• Textauszug:
▼
Mittwoch, 16. Januar 2013

Fünftägige Flucht ins „deutsche“ Mumbai


Viele Menschen, chaotischer Verkehr, bedeutende Metropole – und dazu Slums, Smog und Straßenkinder. Ob Delhi oder Mumbai, man findet es in beiden Städten. Warum also ins ehemalige Bombay fahren, wenn man doch alles auch in Delhi haben kann?
Na gut, fast alles! Da fängt es nämlich schon an: Mumbai hat Bollywood, Delhi nicht. Mumbai hat einen Hafen, Delhi nicht. Mumbai liegt in der Nähe einer paradiesischen Insel, Delhi nicht. Und: In Mumbai ist es sommerlich warm zurzeit, in Delhi nicht.
Ich wollte die Unterschiede selbst sehen, die offensichtlichen wie die versteckten. Außerdem war Wibke, eine Freundin aus den Londoner Paralympics-Zeitungs-Tagen in diesem Sommer, mit 8 Mitschülern und zwei Lehrern in Mumbai, weil die Gruppe einen Schulwettbewerb gewonnen hatte. Ich konnte also gleich beides verbinden. Mumbai wurde so fast schon deutsch für ein paar Tage…


Nein, wir sind nicht verrückt!
Ein besonderer Gruß an das Paralympics-Zeitungs-Team,
das jetzt zum GOLD-Team geworden ist.

"GOLD - Du kannst mehr als du denkst" heißt der Film über drei Sportler mit Behinderung, der Ende Februar seine Premiere feiert (http://www.du-bist-gold.de/projekt_gold.html)
▲
[Gespeicherte Dateneinträge]
▼
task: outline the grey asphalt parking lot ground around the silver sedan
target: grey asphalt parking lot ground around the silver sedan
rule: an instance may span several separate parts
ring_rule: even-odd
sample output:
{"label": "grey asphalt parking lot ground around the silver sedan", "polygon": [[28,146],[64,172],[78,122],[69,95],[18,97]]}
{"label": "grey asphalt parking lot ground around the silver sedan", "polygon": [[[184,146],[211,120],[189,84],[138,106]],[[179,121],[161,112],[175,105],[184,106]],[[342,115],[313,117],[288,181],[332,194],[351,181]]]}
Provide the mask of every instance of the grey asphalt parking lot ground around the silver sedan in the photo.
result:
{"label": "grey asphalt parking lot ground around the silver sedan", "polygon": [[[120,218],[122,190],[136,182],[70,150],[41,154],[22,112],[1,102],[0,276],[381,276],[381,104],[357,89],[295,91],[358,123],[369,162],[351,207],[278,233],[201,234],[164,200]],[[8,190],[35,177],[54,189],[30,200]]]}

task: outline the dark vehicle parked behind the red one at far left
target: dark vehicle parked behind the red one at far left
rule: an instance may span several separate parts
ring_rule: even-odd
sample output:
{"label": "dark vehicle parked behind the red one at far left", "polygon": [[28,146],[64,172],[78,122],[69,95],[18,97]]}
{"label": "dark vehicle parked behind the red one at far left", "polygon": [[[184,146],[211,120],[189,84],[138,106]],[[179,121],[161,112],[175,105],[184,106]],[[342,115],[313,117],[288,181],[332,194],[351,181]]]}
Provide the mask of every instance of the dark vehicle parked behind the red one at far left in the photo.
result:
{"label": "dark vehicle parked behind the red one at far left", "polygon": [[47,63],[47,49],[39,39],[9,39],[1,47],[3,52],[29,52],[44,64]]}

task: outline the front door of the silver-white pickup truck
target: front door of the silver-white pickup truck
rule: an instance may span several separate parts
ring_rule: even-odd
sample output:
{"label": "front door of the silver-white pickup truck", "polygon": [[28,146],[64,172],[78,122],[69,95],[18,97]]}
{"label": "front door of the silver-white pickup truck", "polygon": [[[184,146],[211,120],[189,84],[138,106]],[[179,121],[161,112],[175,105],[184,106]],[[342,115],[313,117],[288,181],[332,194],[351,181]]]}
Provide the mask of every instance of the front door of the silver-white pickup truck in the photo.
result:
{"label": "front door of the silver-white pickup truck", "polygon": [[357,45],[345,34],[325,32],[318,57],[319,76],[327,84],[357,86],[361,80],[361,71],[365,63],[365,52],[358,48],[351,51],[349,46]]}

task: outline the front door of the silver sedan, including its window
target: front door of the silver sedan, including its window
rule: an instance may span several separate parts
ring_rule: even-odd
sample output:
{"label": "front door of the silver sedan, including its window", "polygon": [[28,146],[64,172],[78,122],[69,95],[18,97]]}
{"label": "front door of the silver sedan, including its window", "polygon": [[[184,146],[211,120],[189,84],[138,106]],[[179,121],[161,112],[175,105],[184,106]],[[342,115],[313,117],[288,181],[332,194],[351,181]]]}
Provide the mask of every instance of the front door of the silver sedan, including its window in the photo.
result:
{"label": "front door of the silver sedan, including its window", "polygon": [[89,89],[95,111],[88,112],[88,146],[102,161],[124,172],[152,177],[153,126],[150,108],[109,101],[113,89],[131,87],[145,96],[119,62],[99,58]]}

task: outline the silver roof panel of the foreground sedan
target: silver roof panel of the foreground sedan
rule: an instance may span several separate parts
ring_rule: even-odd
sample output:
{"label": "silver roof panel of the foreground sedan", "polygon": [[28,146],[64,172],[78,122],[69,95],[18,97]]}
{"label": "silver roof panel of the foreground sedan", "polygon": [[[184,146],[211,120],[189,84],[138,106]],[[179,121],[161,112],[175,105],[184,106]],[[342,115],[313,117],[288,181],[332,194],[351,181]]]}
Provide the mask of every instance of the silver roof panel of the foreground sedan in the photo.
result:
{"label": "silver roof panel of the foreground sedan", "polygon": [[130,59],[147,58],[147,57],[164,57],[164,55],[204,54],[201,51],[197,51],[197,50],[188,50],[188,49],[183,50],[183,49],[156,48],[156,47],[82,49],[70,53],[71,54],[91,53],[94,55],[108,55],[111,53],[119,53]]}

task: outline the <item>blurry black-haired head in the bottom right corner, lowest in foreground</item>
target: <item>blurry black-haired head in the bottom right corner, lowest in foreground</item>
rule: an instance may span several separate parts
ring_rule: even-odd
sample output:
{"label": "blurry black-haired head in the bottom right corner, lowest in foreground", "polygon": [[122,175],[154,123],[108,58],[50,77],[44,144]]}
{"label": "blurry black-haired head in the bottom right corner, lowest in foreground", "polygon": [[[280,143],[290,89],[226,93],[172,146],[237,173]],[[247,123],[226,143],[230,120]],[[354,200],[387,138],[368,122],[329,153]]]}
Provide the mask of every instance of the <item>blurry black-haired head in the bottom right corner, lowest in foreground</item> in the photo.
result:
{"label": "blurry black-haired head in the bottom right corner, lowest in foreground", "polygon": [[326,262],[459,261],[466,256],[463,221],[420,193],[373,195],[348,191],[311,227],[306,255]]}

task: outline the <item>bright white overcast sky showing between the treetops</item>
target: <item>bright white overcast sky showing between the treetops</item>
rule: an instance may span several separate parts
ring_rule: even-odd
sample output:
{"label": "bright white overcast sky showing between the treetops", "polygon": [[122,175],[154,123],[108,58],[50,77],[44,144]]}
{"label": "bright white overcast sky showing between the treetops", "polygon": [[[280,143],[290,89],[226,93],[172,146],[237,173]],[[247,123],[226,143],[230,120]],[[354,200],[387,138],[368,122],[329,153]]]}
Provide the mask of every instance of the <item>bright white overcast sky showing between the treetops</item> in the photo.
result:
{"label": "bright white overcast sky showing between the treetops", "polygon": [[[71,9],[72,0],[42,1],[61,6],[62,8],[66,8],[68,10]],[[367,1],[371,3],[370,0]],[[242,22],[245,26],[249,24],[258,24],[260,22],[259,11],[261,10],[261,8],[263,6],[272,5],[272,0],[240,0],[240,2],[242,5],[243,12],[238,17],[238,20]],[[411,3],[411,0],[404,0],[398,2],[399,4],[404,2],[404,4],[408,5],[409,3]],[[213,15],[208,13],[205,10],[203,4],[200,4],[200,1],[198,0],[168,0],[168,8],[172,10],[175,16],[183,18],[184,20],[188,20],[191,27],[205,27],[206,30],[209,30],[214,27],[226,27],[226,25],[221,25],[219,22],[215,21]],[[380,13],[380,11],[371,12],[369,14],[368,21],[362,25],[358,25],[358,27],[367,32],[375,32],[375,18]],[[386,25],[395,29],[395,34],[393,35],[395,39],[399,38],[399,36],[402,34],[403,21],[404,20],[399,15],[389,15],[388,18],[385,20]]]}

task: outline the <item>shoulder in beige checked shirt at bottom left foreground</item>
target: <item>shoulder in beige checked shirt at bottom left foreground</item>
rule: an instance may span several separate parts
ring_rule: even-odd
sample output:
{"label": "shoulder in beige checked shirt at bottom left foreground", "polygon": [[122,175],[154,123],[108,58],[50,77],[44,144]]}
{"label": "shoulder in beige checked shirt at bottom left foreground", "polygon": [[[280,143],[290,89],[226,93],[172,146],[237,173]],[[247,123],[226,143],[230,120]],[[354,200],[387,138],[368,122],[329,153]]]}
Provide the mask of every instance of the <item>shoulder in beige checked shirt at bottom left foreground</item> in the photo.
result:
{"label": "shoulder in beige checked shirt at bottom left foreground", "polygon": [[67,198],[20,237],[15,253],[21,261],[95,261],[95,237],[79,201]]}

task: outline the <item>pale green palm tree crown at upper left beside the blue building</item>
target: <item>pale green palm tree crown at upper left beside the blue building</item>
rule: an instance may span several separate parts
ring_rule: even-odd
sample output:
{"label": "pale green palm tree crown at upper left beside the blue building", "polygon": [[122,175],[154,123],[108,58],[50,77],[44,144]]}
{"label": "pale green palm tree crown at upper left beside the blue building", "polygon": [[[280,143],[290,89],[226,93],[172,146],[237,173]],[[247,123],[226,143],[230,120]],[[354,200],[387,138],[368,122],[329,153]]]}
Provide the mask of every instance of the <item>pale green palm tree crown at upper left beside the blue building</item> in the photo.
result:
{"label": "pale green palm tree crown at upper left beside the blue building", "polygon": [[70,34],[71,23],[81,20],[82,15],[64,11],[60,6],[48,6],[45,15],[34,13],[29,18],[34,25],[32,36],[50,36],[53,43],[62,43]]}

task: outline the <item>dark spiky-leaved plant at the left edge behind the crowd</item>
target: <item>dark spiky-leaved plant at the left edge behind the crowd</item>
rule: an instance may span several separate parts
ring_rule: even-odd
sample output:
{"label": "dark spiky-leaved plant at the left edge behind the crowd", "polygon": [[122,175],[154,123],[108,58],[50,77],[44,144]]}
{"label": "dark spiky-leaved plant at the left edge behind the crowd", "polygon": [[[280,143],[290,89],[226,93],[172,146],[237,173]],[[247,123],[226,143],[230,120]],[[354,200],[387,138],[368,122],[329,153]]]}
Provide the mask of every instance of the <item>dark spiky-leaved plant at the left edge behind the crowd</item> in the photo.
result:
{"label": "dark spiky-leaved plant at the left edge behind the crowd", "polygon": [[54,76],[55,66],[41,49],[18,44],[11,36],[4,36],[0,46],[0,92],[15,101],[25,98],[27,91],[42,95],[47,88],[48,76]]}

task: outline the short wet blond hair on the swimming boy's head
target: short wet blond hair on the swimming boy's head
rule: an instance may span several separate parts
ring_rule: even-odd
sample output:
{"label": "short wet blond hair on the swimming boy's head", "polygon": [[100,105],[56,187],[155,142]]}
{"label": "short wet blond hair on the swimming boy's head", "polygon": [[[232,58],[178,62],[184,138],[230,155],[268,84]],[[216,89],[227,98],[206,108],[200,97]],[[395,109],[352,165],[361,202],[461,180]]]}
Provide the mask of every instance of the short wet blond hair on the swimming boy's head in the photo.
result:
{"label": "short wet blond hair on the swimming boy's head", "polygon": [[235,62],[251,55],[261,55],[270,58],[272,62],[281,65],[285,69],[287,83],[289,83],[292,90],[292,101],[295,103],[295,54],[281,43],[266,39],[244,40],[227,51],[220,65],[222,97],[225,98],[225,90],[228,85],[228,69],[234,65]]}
▲
▼
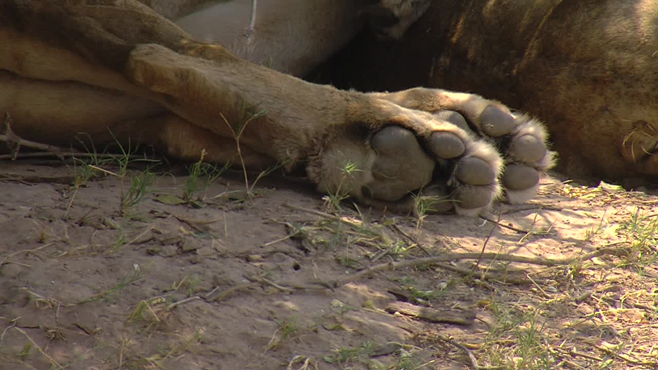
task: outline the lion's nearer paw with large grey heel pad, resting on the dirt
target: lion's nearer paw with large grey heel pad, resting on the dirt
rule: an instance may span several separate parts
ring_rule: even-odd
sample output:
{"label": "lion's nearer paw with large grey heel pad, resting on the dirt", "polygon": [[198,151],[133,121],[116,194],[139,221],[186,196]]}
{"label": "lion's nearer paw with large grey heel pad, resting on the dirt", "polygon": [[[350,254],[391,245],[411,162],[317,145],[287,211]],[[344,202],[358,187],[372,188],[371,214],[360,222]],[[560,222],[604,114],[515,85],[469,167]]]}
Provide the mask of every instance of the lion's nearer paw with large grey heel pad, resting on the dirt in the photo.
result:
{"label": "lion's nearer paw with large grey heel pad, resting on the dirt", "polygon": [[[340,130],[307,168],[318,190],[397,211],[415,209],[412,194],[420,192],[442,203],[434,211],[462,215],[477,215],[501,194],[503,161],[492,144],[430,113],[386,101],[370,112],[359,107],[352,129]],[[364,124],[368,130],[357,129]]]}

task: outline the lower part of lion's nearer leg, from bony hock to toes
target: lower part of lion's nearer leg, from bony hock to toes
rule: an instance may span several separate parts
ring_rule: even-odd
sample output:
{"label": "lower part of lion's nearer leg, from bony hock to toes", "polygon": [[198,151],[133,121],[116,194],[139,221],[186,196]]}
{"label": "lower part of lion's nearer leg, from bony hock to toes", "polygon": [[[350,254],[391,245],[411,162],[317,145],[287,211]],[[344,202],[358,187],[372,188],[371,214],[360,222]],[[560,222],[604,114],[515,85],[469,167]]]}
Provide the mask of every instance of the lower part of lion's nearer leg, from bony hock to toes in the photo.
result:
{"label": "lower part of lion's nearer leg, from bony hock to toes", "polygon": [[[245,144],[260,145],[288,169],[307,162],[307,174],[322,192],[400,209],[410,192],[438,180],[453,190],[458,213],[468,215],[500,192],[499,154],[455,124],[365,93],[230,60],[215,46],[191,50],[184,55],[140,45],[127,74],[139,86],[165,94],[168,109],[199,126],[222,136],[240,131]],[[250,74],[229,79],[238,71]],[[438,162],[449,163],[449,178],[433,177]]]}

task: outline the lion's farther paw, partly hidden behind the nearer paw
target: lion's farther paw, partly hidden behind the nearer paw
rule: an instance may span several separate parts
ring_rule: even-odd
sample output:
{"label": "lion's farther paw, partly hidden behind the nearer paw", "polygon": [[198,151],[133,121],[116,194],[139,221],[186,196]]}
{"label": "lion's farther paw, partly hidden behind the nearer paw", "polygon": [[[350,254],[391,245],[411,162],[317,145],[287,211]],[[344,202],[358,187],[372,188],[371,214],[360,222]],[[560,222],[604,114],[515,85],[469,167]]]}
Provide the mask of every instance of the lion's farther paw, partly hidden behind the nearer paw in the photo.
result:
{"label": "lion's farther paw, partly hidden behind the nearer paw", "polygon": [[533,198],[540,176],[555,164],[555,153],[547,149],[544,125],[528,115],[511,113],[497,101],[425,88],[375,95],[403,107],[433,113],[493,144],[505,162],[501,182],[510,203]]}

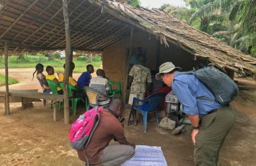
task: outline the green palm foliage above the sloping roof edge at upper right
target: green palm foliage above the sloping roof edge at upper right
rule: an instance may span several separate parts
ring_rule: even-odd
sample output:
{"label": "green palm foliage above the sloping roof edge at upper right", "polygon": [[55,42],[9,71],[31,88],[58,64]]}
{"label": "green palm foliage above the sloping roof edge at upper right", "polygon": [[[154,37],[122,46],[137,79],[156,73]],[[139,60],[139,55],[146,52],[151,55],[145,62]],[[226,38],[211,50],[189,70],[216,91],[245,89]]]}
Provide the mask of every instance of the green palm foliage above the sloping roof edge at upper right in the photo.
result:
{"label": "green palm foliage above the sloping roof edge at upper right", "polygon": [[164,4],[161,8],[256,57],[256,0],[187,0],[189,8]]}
▲
• Aufgabe 1: Zitiere aus dem Reisebericht über Mumbai wörtlich die Stelle, die bei den Worten „Ich wollte die“ anfängt und nach „sind nicht verrückt!“ aufhört.
• Aufgabe 2: Schreib den Reisebericht über Mumbai im gleichen Ton weiter, direkt im Anschluss an seinen letzten Satz.

• Antwortfeld 1:
Ich wollte die Unterschiede selbst sehen, die offensichtlichen wie die versteckten. Außerdem war Wibke, eine Freundin aus den Londoner Paralympics-Zeitungs-Tagen in diesem Sommer, mit 8 Mitschülern und zwei Lehrern in Mumbai, weil die Gruppe einen Schulwettbewerb gewonnen hatte. Ich konnte also gleich beides verbinden. Mumbai wurde so fast schon deutsch für ein paar Tage…


Nein, wir sind nicht verrückt!

• Antwortfeld 2:
Der widersprüchlichste Taxifahrer der Stadt

Es war nicht viel wärmer als 5 Grad Celsius, als ich am ersten Freitagabend im neuen Jahr Delhi verließ. Mit dem Zug machte ich mich auf, die rund 1300 Kilometer in den Südwesten zurückzulegen. Dieses Mal etwas komfortabler in der insgesamt zweitbesten Klasse, dafür aber auch teurer. 20 Stunden Fahrtzeit waren angekündigt, am Ende wurden es 22. Da kamen fast Heimatgefühle auf, wobei die Frage ist, ob ich die Deutsche Bahn in diesem Fall nicht überschätze.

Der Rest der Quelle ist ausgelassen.